(Extracted records)
________________

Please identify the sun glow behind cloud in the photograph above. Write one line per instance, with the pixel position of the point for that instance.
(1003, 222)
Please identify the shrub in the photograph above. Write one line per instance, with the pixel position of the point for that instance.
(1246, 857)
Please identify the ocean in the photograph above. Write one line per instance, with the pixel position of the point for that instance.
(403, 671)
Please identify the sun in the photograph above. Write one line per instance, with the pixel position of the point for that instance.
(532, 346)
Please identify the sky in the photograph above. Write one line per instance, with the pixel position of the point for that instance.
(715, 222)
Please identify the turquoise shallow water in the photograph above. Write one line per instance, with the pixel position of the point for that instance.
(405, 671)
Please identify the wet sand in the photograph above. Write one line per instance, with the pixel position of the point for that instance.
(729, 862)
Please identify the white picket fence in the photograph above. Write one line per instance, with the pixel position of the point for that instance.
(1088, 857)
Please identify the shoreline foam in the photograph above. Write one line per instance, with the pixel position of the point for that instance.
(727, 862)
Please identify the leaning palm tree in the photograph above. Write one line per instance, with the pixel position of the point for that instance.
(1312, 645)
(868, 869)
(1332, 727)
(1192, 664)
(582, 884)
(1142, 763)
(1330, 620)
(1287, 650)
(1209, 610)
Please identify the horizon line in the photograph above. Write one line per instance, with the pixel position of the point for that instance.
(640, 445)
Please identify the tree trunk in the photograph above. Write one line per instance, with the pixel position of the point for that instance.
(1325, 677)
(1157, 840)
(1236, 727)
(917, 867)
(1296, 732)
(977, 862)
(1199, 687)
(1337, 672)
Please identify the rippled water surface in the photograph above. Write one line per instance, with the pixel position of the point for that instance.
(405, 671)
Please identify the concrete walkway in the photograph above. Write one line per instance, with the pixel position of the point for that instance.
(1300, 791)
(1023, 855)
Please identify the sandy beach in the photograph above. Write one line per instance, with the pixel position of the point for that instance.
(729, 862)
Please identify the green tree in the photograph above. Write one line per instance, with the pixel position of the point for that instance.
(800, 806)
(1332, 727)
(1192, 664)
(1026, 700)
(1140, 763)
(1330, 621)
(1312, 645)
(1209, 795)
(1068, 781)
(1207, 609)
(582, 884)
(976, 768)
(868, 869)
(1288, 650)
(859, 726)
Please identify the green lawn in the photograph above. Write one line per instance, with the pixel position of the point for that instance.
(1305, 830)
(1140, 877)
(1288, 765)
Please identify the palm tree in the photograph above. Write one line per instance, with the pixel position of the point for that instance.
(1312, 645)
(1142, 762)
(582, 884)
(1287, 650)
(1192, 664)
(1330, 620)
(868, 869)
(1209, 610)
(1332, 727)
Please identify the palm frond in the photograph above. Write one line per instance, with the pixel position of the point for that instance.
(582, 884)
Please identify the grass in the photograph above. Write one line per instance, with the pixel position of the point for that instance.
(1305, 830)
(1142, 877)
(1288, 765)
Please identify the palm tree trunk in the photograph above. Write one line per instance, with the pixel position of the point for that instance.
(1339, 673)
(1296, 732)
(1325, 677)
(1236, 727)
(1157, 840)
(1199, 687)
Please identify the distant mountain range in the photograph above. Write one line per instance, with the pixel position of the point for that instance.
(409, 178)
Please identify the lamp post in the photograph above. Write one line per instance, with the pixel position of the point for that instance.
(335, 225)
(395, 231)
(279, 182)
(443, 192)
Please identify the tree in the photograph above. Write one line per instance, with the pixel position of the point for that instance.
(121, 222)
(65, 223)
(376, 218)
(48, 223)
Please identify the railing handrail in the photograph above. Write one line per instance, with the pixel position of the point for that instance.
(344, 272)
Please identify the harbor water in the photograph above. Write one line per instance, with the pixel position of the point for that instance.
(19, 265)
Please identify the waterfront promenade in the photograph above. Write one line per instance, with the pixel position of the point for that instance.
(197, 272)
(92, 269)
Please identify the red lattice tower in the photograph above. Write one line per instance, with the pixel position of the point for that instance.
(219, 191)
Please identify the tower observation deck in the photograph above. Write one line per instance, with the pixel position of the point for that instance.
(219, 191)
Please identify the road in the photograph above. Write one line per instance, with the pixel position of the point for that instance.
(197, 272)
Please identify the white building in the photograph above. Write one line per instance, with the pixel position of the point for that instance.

________________

**TASK TO COMPLETE**
Your output should match the records above word for word.

**EXERCISE SOLUTION**
Please identify the sun glow behind cloud in the photograph above. Write one line per instance, with the pixel position of the point for that instance.
(1003, 222)
Please identify the shrub in the photograph above. Write one line per instance, with the pixel position of the point for that instance.
(1246, 857)
Please identify the ocean in the photograph above. Write one line per instance, with the pixel position of the point for that instance.
(403, 671)
Please identify the sun in the photograph above. Write one line per instance, with the pixel position of the point for that instance.
(532, 346)
Please identify the sky in the photograph above. Write one line per instance, with the pixel position of the point for that instance.
(715, 222)
Please identify the turquoise shallow water in the photograph above. Write one line per instance, with the pixel position of the point for that instance.
(405, 671)
Please identify the wet sand in the photograph above. Write one line per instance, with the pixel position of the point for that instance.
(729, 862)
Please identify the white picket fence in the photograph above. Write one line per instance, with the pixel position of the point for that instance.
(1088, 857)
Please identify the shoreline foam in the photograph above. Write one line per instance, with the pixel position of the point for that instance.
(727, 862)
Please identify the leaning palm tree in the photograph above. Write one line per instance, with the pixel position of the point for that instance.
(1312, 645)
(868, 869)
(1332, 727)
(1192, 664)
(582, 884)
(1142, 763)
(1330, 620)
(1287, 650)
(1209, 610)
Please identify the horizon line in the photograph above. Write one line per instance, with the pixel position of the point for that instance.
(640, 445)
Please identify the tree trunk in the photograph above. Write one line per instance, with the pixel position of the point for that instance.
(1325, 677)
(1157, 840)
(1236, 727)
(917, 867)
(1296, 732)
(977, 862)
(1199, 687)
(1337, 672)
Please identify the rippled water surface in the photograph above. Write one line per instance, with the pixel position of the point for that instance.
(405, 671)
Please identify the concrete walkway in the photograph above. Write one line per instance, with the pixel position of the point for that instance.
(1300, 791)
(1023, 855)
Please identify the sandy beach in the photograph above. Write one line per instance, with the pixel position of the point for that instance.
(729, 862)
Please identify the green tree in the photograph above. Write one line per instance, with the pixel position of the point for that instance.
(800, 806)
(1332, 727)
(1192, 664)
(1026, 700)
(1140, 763)
(1330, 621)
(1312, 645)
(1209, 795)
(1068, 781)
(1207, 609)
(582, 884)
(976, 768)
(868, 869)
(1288, 650)
(859, 726)
Please identify the green lawn in the photograph above. Write one line per instance, with the pixel position of the point for that instance.
(1305, 830)
(1140, 877)
(1288, 765)
Please identify the palm tree in the photograph above. Write one line per instance, with the pixel position of the point for that instance.
(1312, 645)
(1142, 762)
(582, 884)
(1287, 650)
(1192, 664)
(1330, 620)
(868, 869)
(1209, 610)
(1332, 727)
Please identify the palm frond in the photograph above. Write one line per instance, with the pixel position of the point for that instance.
(582, 884)
Please identify the grass in the photograph above. Write one line per instance, with the pixel position of the point for that instance.
(1305, 830)
(1142, 877)
(1288, 765)
Please identify the palm tree trunk in the photograph above. Write one line per instance, with the pixel position of the point for that instance.
(1339, 673)
(1296, 732)
(1325, 677)
(1236, 727)
(1157, 840)
(1199, 687)
Please identify the distant mountain range in the photograph above. Write one line per instance, with the pixel position of the point for that instance.
(409, 178)
Please identify the lamp post in the photograph above. Write one line per instance, with the pixel position of the point for that instance.
(335, 225)
(395, 231)
(279, 182)
(443, 192)
Please identify the tree in the photograph above. Write one line per instance, with the pixel position of the point for that instance.
(121, 222)
(65, 223)
(376, 218)
(48, 223)
Please identify the railing handrail in the photograph above. Write one line per instance, with the pixel position of the point for that instance.
(344, 272)
Please identify the harbor water in the photograph above. Write one line per instance, with the pixel position of the point for that instance.
(19, 265)
Please identify the waterfront promenade in the photograph above. Write one line per instance, with the pixel position of the point for that instance.
(197, 272)
(92, 269)
Please identify the red lattice tower in the photograph above. Write one line per instance, with the pixel position of the point for that instance.
(219, 191)
Please identify the tower observation deck in the photograph above. Write one line per instance, with the pixel position of the point for that instance.
(219, 191)
Please identify the road in the photograph above. Write one line per instance, with the pixel position of the point for that instance.
(197, 272)
Please identify the white building in the photograph above. Write one line per instance, with the pixel position of the point for that instance.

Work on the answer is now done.